**Data to process**
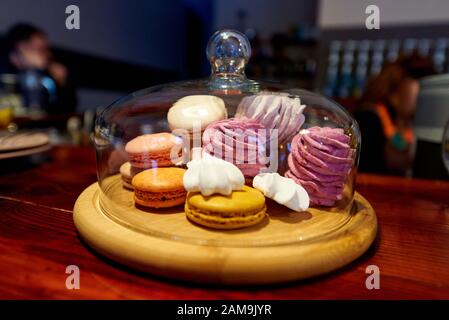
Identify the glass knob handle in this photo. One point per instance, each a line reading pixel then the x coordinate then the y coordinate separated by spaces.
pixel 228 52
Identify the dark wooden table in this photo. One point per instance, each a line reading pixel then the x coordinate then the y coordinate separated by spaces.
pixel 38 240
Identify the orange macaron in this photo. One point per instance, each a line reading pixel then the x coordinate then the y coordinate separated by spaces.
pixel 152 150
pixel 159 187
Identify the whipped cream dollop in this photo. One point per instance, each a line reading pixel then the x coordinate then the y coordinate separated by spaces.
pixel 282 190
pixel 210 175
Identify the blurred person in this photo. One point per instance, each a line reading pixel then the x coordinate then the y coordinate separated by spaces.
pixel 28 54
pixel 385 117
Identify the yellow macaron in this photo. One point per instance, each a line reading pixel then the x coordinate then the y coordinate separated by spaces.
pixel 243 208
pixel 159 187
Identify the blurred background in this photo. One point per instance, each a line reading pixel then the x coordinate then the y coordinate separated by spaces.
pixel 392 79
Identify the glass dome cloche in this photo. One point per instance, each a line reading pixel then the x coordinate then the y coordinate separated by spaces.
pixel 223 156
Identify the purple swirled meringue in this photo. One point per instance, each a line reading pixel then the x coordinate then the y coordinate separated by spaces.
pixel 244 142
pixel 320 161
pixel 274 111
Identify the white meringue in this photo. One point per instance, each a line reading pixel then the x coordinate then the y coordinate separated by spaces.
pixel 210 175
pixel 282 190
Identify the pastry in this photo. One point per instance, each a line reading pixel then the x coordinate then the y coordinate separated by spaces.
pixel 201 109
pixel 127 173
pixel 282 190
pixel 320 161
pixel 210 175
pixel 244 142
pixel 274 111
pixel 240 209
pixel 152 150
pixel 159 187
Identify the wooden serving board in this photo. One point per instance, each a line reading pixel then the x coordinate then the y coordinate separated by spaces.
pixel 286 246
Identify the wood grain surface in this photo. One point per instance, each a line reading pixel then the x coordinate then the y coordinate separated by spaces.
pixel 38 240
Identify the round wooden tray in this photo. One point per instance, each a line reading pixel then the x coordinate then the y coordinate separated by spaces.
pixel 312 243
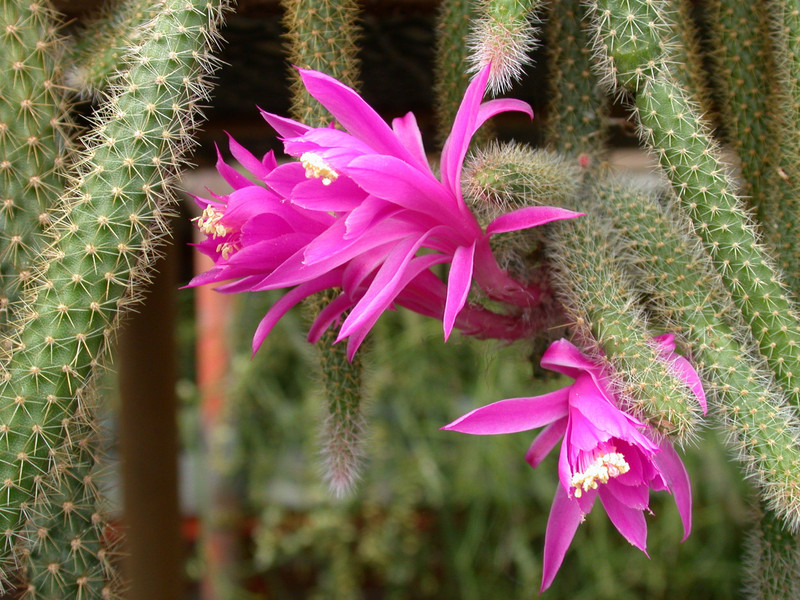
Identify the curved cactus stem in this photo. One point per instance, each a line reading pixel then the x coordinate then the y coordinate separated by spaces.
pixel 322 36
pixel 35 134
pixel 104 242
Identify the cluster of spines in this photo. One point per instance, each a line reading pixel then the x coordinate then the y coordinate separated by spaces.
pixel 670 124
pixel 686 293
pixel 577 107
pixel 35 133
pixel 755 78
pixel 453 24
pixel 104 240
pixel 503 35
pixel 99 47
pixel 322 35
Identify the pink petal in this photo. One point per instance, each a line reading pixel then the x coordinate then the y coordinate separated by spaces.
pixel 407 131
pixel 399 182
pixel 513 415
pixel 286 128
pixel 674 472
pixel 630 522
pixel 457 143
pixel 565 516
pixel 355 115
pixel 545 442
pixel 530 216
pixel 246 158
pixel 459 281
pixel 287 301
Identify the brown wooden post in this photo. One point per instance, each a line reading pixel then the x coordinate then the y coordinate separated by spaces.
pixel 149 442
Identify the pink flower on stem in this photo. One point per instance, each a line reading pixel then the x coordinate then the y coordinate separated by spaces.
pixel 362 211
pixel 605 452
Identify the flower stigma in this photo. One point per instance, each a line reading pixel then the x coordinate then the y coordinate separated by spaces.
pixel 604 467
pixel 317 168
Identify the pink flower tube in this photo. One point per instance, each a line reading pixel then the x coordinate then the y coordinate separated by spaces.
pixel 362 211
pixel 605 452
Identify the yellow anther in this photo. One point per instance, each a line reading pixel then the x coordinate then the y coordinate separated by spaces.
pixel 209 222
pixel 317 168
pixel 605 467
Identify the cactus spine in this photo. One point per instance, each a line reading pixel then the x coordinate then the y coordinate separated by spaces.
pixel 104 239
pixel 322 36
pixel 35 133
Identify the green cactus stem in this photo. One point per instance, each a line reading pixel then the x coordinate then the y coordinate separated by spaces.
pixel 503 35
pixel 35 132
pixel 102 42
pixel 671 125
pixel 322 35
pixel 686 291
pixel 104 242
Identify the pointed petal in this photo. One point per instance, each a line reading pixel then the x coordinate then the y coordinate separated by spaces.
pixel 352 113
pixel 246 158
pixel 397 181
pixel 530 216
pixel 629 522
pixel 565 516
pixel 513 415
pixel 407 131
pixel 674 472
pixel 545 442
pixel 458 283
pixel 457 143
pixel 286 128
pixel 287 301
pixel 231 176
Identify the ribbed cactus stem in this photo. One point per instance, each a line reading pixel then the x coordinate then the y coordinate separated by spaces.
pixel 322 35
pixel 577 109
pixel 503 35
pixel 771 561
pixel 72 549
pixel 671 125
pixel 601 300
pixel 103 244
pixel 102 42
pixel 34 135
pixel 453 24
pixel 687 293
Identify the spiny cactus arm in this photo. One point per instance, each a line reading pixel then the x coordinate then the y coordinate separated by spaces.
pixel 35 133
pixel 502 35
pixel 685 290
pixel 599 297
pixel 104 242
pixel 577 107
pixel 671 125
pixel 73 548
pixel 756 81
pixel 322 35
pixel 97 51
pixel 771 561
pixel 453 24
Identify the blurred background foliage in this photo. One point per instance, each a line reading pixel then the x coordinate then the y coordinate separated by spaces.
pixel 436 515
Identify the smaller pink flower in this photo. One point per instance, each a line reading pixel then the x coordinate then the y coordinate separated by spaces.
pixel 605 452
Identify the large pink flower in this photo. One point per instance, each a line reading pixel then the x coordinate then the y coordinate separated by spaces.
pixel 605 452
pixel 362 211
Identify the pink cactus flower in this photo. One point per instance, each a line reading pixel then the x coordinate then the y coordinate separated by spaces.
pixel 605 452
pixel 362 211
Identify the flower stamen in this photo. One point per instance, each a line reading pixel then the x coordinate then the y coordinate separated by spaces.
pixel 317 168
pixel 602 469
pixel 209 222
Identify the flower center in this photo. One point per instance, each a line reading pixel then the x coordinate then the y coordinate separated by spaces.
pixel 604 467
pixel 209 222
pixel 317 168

* * *

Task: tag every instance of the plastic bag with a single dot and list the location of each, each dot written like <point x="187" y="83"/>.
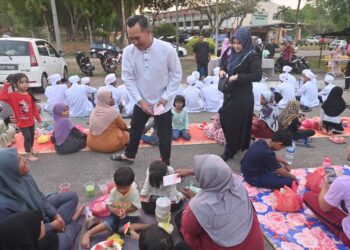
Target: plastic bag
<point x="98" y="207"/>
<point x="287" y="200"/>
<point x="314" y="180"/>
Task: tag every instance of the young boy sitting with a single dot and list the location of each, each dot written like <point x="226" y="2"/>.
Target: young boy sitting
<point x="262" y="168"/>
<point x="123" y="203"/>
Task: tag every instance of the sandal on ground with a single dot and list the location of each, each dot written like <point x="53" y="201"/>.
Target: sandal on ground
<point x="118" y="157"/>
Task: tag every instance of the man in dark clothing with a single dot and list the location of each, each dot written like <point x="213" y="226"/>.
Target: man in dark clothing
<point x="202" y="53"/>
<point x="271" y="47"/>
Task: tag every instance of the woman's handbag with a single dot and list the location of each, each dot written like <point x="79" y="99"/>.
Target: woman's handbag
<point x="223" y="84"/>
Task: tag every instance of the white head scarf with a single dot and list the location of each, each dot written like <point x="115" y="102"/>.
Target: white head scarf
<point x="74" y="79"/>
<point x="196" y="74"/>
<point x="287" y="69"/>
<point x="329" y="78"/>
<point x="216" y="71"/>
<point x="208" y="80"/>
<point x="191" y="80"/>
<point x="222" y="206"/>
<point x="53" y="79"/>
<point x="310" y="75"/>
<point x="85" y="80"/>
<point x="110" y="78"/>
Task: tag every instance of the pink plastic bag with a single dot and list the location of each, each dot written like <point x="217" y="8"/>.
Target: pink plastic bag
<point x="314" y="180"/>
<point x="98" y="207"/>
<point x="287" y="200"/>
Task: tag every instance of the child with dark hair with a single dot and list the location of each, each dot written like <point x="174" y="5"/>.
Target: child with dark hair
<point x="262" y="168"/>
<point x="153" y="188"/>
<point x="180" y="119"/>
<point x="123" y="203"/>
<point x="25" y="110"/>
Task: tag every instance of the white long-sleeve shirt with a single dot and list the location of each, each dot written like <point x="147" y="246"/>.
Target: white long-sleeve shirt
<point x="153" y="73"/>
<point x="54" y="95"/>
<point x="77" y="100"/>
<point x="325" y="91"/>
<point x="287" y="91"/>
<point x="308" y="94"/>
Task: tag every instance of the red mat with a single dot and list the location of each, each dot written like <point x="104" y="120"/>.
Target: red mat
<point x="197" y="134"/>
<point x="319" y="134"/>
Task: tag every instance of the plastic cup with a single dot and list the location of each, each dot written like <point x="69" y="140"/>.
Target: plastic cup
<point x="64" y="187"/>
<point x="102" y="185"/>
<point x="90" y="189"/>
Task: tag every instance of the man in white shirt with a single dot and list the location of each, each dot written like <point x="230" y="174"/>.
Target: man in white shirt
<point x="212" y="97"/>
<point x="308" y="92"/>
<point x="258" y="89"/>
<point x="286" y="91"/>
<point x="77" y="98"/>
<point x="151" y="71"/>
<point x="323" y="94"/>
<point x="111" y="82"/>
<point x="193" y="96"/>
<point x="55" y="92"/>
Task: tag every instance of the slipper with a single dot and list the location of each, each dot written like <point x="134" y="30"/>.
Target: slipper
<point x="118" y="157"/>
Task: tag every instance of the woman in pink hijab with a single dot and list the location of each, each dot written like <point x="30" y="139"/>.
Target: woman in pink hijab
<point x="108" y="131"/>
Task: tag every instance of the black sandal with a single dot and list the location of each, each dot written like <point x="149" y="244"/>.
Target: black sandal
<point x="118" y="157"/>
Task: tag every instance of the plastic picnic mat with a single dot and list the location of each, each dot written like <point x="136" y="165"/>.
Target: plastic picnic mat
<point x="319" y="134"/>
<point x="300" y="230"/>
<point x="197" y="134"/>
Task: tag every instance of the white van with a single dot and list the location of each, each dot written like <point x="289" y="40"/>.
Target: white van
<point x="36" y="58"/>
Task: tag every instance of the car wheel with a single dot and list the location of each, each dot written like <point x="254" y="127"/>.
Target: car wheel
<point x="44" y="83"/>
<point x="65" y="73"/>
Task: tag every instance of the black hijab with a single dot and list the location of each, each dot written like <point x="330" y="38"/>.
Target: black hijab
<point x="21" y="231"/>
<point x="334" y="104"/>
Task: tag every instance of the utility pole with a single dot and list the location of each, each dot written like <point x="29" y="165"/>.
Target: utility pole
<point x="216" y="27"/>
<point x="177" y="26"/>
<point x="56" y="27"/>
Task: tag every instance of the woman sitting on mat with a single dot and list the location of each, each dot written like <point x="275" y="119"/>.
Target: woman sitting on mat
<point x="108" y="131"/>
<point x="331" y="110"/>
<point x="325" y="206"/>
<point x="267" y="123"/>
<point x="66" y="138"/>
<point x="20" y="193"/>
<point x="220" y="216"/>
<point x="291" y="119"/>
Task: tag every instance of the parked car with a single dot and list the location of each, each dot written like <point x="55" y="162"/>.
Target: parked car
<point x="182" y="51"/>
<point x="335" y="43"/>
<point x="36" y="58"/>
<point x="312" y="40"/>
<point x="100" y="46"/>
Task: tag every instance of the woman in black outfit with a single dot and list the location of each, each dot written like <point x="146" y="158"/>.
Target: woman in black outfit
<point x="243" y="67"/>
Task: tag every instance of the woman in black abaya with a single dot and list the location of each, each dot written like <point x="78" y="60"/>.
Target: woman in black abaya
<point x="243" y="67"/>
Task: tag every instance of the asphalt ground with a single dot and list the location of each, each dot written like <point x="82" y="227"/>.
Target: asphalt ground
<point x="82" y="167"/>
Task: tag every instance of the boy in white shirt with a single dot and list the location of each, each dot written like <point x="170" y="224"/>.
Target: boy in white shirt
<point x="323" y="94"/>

**Assignment**
In the listing above, find the line containing "Target: sandal on ground" and the line containing "Task: tag every instance of the white head". Output them and every line between, exactly, and nothing else.

**Reply**
Target: sandal on ground
<point x="118" y="157"/>
Task: tag every instance of the man in dark clothing with a single dot and list the location of each, each dot written like <point x="213" y="226"/>.
Target: man in dark clothing
<point x="202" y="53"/>
<point x="271" y="47"/>
Task: tag every instance of the woman's handbag with a single dot and list the location of each, each dot written like <point x="79" y="99"/>.
Target: woman's handbag
<point x="223" y="84"/>
Task: tag every instance of the white head scarf with a single dot and list the location of each, each dot written like <point x="115" y="102"/>.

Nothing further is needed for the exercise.